## GOAL OF THE EXERCISE
Every line below should be repeated exactly as written.

═══ THE DATA

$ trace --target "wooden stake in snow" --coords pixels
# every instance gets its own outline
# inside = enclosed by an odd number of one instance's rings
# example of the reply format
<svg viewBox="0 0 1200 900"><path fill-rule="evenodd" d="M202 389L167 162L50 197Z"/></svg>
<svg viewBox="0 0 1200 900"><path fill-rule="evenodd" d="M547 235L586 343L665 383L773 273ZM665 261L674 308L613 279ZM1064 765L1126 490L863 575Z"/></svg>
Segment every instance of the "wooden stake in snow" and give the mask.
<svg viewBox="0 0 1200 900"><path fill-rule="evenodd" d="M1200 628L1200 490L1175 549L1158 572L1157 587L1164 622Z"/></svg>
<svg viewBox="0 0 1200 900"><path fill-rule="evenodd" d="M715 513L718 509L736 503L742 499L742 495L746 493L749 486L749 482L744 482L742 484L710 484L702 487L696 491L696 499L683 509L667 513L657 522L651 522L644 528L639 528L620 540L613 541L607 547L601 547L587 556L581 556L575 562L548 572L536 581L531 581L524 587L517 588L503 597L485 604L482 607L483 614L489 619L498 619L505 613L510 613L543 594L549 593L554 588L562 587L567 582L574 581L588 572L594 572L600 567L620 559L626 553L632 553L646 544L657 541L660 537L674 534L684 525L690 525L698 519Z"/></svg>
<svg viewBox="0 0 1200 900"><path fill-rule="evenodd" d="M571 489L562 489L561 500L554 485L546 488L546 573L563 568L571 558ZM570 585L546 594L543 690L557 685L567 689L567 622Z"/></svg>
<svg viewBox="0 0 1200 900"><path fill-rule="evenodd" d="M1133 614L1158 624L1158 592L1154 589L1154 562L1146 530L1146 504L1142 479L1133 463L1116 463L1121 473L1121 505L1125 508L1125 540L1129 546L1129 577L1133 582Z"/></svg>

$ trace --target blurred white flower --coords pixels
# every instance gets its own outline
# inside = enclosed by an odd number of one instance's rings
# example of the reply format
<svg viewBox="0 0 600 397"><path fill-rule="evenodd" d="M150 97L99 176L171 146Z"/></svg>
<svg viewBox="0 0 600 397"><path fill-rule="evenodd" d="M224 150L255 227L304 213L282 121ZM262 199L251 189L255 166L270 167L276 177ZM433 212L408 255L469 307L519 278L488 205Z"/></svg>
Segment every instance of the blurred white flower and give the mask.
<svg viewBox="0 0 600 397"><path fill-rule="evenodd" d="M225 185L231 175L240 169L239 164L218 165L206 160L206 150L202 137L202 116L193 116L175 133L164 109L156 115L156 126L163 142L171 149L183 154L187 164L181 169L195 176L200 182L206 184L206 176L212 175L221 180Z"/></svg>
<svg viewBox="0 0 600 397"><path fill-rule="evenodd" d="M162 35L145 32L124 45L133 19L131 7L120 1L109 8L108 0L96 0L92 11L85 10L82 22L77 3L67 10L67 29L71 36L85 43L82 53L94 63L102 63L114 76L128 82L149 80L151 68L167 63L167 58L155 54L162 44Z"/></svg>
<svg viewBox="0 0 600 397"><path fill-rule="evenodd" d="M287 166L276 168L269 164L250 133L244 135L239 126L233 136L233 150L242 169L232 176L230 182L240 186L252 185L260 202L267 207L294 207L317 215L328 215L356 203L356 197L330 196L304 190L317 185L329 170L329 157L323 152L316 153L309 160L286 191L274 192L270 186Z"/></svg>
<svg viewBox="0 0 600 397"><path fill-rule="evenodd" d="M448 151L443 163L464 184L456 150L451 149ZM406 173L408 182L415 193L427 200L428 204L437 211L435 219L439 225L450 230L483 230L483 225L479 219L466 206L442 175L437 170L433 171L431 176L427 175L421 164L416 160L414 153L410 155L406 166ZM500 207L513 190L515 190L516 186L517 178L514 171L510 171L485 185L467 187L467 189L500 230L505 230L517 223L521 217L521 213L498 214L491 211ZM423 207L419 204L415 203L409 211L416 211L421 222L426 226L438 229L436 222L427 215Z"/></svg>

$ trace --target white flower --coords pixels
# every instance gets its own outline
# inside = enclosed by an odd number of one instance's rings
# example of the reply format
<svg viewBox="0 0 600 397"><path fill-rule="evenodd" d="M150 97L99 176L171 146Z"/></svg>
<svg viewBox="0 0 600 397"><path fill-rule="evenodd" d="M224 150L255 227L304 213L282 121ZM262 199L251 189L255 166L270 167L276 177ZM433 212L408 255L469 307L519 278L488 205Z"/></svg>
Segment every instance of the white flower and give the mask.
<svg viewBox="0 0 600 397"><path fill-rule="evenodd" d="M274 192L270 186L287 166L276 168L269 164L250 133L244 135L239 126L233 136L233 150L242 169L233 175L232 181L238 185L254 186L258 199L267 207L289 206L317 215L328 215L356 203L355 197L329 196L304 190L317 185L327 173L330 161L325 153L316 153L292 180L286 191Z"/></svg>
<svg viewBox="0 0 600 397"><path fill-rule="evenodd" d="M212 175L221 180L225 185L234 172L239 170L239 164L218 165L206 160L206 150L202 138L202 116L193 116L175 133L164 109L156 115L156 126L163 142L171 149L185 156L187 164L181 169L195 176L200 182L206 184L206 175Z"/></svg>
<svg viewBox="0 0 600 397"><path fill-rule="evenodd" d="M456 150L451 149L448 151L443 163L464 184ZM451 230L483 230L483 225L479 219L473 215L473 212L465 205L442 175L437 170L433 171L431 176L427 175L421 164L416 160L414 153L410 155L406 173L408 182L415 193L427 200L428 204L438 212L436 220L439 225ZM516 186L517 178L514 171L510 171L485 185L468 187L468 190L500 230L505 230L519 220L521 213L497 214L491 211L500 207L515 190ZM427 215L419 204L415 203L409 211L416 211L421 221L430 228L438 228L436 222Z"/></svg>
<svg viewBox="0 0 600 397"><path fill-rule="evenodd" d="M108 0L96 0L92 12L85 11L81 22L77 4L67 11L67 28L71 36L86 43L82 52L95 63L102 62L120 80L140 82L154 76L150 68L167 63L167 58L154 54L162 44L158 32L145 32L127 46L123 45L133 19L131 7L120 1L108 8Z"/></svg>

══════

## SOLUTION FOR THIS TASK
$ trace --target "wooden stake in snow" --coords pixels
# every instance gets its own outline
# inside = enclosed by an odd number of one instance's rings
# example of the reply format
<svg viewBox="0 0 1200 900"><path fill-rule="evenodd" d="M202 389L167 162L50 197Z"/></svg>
<svg viewBox="0 0 1200 900"><path fill-rule="evenodd" d="M547 235L586 343L665 383L773 273ZM665 261L674 308L613 279ZM1064 765L1126 490L863 575Z"/></svg>
Segment every instance of the "wooden stake in snow" and give the mask.
<svg viewBox="0 0 1200 900"><path fill-rule="evenodd" d="M1200 628L1200 490L1175 549L1158 572L1157 587L1164 622Z"/></svg>
<svg viewBox="0 0 1200 900"><path fill-rule="evenodd" d="M715 513L718 509L736 503L742 499L742 495L746 493L749 486L749 482L744 482L742 484L710 484L702 487L696 491L696 499L683 509L667 513L657 522L651 522L644 528L639 528L620 540L613 541L607 547L601 547L587 556L581 556L575 562L548 572L536 581L531 581L524 587L517 588L503 597L485 604L482 607L483 614L489 619L498 619L505 613L510 613L543 594L549 593L554 588L562 587L567 582L574 581L588 572L594 572L600 567L620 559L626 553L632 553L646 544L657 541L660 537L674 534L684 525L690 525L698 519Z"/></svg>
<svg viewBox="0 0 1200 900"><path fill-rule="evenodd" d="M571 489L562 489L561 500L554 485L546 488L546 573L563 568L571 558ZM570 585L546 594L543 690L557 685L567 689L567 622Z"/></svg>
<svg viewBox="0 0 1200 900"><path fill-rule="evenodd" d="M1133 614L1158 624L1158 592L1154 589L1154 562L1146 530L1146 504L1142 479L1133 463L1116 463L1121 473L1121 505L1125 508L1125 540L1129 546L1129 577L1133 582Z"/></svg>

$ trace --target blurred white flower --coords pixels
# every instance gets its own outline
# inside = enclosed by an odd number of one instance's rings
# example of the reply format
<svg viewBox="0 0 600 397"><path fill-rule="evenodd" d="M150 97L99 176L171 146Z"/></svg>
<svg viewBox="0 0 600 397"><path fill-rule="evenodd" d="M224 150L255 227L304 213L282 121ZM262 199L251 189L255 166L270 167L276 177ZM433 212L408 255L469 307L519 278L488 205Z"/></svg>
Segment every instance of the blurred white flower and give the mask.
<svg viewBox="0 0 600 397"><path fill-rule="evenodd" d="M225 185L231 175L240 169L239 164L218 165L206 160L206 150L202 137L202 116L193 116L175 133L164 109L156 115L156 126L163 142L171 149L183 154L187 164L181 169L195 176L200 182L206 184L206 176L212 175L221 180Z"/></svg>
<svg viewBox="0 0 600 397"><path fill-rule="evenodd" d="M162 35L145 32L124 45L133 19L131 7L120 1L109 8L108 0L96 0L92 11L85 10L82 22L77 3L67 10L67 29L71 36L85 43L82 53L94 63L102 63L114 76L128 82L149 80L151 68L167 63L167 58L155 54L162 44Z"/></svg>
<svg viewBox="0 0 600 397"><path fill-rule="evenodd" d="M287 166L276 168L269 164L250 133L244 135L239 126L233 136L233 150L242 169L232 176L230 182L240 186L252 185L260 202L267 207L294 207L317 215L328 215L356 203L356 197L330 196L304 190L317 185L329 170L329 157L323 152L316 153L309 160L286 191L274 192L270 186Z"/></svg>
<svg viewBox="0 0 600 397"><path fill-rule="evenodd" d="M448 151L443 163L464 184L456 150L451 149ZM406 173L408 182L415 193L427 200L428 204L437 211L435 219L439 225L450 230L483 230L483 225L479 219L466 206L442 175L437 170L433 171L431 176L427 175L421 164L416 160L414 153L410 155L406 166ZM500 207L513 190L515 190L516 186L517 178L514 171L510 171L485 185L467 187L467 189L500 230L505 230L517 223L521 217L521 213L498 214L491 211ZM423 207L419 204L415 203L409 211L416 211L421 222L426 226L438 229L436 222L427 215Z"/></svg>

$ trace --target white flower --coords pixels
# every instance gets its own outline
# inside = enclosed by an odd number of one instance's rings
# example of the reply format
<svg viewBox="0 0 600 397"><path fill-rule="evenodd" d="M150 97L99 176L171 146Z"/></svg>
<svg viewBox="0 0 600 397"><path fill-rule="evenodd" d="M224 150L255 227L304 213L282 121ZM262 199L251 189L255 166L270 167L276 177ZM433 212L408 255L469 307L519 278L488 205Z"/></svg>
Segment every instance of the white flower and give the mask.
<svg viewBox="0 0 600 397"><path fill-rule="evenodd" d="M274 192L270 186L287 166L276 168L269 164L250 133L244 135L239 126L233 136L233 150L242 169L233 175L232 181L238 185L254 186L258 199L267 207L289 206L317 215L328 215L356 203L355 197L329 196L304 190L317 185L327 173L330 161L325 153L316 153L292 180L286 191Z"/></svg>
<svg viewBox="0 0 600 397"><path fill-rule="evenodd" d="M212 175L221 180L225 185L234 172L239 170L239 164L218 165L206 160L206 150L202 138L202 116L193 116L175 133L164 109L156 115L156 126L163 142L171 149L185 156L187 164L181 169L195 176L200 182L206 184L206 175Z"/></svg>
<svg viewBox="0 0 600 397"><path fill-rule="evenodd" d="M456 150L451 149L448 151L443 163L464 184ZM451 230L483 230L483 225L479 219L473 215L473 212L465 205L442 175L437 170L433 171L431 176L427 175L421 164L416 160L414 153L410 155L406 173L408 182L415 193L427 200L428 204L438 212L436 220L439 225ZM516 186L517 178L514 171L510 171L485 185L468 187L468 190L500 230L505 230L519 220L521 213L497 214L491 211L500 207L515 190ZM427 215L419 204L415 203L409 211L416 211L421 221L430 228L438 228L436 222Z"/></svg>
<svg viewBox="0 0 600 397"><path fill-rule="evenodd" d="M108 0L96 0L92 12L85 11L81 22L77 4L67 11L67 28L71 36L86 43L82 52L95 63L102 62L120 80L140 82L154 76L150 68L167 63L167 58L154 54L162 44L158 32L145 32L127 46L123 45L133 19L131 7L120 1L108 8Z"/></svg>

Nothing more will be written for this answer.